** Problem description **
Count the lines in the records below that contain the string "Target", with case mattering, and reply with the number alone.
======== Recorded data
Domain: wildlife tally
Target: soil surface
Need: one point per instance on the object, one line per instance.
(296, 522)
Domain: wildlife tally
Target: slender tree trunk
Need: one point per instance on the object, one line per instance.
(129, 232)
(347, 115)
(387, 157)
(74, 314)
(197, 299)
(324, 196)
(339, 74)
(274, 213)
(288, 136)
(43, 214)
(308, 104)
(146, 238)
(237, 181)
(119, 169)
================
======== Recorded data
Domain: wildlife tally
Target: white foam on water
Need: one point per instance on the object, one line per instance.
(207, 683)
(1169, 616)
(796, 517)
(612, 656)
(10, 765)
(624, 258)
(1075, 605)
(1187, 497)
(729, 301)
================
** Problem solution **
3